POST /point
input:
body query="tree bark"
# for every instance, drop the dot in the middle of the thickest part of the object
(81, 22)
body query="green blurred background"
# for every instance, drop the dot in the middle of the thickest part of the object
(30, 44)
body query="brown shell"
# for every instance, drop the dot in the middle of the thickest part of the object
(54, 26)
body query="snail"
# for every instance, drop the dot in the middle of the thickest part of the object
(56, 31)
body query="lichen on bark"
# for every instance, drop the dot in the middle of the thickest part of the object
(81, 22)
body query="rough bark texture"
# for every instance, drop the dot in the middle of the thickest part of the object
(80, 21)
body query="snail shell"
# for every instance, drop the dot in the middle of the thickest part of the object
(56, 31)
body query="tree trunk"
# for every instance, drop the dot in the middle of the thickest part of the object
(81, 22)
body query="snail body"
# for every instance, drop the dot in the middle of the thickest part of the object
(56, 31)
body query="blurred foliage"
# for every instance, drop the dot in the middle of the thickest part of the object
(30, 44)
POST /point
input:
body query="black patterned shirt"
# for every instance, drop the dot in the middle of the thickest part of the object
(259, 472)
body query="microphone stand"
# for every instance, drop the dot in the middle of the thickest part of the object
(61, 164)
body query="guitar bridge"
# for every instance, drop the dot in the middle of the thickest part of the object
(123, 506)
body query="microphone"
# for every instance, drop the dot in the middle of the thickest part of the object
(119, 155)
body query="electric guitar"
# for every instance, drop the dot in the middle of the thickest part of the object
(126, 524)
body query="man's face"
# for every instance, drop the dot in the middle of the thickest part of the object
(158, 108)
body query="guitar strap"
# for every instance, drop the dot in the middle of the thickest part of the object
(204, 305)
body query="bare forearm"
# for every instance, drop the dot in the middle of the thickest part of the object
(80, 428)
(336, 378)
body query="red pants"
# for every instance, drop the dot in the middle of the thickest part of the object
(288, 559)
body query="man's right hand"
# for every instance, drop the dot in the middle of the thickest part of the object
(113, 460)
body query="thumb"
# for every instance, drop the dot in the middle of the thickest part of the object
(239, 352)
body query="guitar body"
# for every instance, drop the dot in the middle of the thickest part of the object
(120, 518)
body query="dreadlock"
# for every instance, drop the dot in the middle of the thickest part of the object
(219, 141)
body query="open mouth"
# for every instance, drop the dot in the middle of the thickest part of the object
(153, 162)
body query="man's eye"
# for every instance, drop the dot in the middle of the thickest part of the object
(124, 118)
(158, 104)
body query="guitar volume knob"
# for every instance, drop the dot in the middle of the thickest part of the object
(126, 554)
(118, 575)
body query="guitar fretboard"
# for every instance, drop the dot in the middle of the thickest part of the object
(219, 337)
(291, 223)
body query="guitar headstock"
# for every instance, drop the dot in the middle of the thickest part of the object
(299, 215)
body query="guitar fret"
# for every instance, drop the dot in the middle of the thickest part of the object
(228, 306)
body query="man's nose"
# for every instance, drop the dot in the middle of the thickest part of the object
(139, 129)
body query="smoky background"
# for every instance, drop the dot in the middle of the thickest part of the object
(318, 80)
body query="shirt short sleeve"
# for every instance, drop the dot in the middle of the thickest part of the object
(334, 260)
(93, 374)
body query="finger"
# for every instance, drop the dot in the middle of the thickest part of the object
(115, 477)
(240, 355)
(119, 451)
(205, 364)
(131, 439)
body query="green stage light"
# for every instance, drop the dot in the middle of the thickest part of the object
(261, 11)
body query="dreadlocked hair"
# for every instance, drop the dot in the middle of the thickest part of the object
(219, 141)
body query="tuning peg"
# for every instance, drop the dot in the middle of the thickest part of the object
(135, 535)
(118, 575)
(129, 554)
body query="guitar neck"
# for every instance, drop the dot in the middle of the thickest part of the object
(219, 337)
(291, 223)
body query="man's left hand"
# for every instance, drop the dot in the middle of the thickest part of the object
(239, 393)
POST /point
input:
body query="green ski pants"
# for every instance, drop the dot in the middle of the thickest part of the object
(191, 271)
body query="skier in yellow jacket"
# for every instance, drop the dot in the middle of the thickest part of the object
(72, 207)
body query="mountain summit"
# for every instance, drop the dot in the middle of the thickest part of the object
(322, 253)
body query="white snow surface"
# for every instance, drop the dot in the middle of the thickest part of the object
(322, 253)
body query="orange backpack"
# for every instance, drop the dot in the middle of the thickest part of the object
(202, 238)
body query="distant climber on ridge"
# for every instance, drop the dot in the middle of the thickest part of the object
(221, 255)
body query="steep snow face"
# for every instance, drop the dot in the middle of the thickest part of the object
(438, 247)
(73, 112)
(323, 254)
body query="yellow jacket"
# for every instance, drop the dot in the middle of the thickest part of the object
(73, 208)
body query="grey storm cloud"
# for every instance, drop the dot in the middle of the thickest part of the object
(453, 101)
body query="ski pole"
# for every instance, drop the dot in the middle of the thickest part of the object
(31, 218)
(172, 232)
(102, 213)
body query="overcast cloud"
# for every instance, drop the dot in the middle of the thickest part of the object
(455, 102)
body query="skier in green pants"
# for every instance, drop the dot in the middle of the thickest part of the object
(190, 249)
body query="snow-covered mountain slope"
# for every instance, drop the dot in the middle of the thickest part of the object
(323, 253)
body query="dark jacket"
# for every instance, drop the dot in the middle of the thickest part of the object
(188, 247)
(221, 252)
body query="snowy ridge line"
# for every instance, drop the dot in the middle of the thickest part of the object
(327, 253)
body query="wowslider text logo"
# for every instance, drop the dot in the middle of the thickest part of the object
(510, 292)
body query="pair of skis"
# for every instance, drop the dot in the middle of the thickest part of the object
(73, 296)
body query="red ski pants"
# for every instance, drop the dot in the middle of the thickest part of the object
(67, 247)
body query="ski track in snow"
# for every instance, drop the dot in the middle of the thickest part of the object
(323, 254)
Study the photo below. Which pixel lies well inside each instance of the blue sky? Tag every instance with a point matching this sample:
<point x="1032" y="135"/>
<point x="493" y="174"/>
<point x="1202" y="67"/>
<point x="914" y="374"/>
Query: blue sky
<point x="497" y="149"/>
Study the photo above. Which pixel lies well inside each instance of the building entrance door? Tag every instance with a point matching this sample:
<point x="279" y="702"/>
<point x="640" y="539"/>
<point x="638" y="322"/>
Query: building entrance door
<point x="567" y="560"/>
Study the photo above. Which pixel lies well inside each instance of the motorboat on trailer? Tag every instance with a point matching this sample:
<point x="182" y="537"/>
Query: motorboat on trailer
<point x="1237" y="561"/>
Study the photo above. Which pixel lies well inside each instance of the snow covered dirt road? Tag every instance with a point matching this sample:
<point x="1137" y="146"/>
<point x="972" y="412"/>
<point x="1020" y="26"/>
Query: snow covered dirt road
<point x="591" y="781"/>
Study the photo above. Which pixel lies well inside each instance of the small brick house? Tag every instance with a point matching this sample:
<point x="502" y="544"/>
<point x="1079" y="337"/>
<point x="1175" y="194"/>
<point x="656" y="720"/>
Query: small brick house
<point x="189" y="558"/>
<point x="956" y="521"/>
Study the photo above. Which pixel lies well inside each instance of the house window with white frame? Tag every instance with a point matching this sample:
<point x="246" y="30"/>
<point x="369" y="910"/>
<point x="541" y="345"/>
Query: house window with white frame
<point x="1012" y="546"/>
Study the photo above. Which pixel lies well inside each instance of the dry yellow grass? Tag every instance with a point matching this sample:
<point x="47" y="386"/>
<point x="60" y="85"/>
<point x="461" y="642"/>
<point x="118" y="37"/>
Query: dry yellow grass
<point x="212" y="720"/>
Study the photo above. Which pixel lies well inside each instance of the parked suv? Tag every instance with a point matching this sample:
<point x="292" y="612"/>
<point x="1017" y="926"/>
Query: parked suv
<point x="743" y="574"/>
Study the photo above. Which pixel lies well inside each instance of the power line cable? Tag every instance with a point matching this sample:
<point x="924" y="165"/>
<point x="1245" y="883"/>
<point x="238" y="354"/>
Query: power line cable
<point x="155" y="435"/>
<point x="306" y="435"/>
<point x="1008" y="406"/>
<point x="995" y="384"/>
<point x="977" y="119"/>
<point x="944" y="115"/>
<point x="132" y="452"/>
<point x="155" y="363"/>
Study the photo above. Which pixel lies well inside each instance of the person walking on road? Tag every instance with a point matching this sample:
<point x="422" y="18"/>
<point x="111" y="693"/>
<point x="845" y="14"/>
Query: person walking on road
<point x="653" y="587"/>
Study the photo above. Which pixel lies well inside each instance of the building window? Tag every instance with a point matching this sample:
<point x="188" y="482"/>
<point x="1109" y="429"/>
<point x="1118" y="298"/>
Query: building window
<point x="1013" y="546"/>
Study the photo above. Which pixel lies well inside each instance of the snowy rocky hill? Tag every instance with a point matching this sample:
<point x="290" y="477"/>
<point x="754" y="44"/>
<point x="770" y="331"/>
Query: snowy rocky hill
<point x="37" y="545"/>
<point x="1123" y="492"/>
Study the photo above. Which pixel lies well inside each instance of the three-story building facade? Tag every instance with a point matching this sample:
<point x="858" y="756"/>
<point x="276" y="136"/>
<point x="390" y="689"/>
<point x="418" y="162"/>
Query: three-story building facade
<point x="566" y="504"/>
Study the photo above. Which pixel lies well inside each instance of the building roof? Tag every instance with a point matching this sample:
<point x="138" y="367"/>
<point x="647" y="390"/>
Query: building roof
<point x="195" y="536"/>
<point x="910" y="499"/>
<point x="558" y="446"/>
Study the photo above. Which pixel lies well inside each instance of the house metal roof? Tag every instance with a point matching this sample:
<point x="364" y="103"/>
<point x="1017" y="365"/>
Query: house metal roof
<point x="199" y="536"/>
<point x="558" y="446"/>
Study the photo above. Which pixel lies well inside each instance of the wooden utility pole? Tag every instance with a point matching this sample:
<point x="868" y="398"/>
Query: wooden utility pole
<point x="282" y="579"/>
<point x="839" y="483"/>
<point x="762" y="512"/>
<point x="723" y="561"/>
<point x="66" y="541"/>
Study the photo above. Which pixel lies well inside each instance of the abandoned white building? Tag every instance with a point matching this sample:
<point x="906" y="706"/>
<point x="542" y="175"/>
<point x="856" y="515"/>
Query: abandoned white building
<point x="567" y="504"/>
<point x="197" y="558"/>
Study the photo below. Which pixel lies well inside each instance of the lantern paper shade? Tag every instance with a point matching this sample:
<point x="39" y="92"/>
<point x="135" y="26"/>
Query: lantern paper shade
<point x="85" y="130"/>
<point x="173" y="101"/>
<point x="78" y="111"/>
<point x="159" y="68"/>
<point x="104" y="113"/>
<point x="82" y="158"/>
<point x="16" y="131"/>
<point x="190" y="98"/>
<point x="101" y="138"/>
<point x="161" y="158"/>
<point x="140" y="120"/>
....................
Your task is to write out the lines from the one with "of the wooden" through the end of the records, exactly and with nothing added.

Study the photo above. Which pixel lies well inside each instance of the wooden utility pole? Tag every instance with a point matching this sample:
<point x="868" y="398"/>
Query: wooden utility pole
<point x="282" y="579"/>
<point x="839" y="483"/>
<point x="762" y="512"/>
<point x="723" y="561"/>
<point x="66" y="541"/>
Study the photo above. Which pixel lies well inside each instance of the abandoned white building? Tag every instance with a point matching this sample:
<point x="906" y="706"/>
<point x="542" y="175"/>
<point x="856" y="515"/>
Query: abandoned white building
<point x="567" y="504"/>
<point x="197" y="558"/>
Study the photo below. Which pixel lies well inside each instance of the lantern paper shade? Tag every instance with a point matching this sample:
<point x="39" y="92"/>
<point x="135" y="26"/>
Query: lantern paper shade
<point x="85" y="130"/>
<point x="173" y="101"/>
<point x="78" y="111"/>
<point x="159" y="68"/>
<point x="104" y="113"/>
<point x="82" y="158"/>
<point x="16" y="131"/>
<point x="190" y="98"/>
<point x="101" y="138"/>
<point x="161" y="158"/>
<point x="140" y="120"/>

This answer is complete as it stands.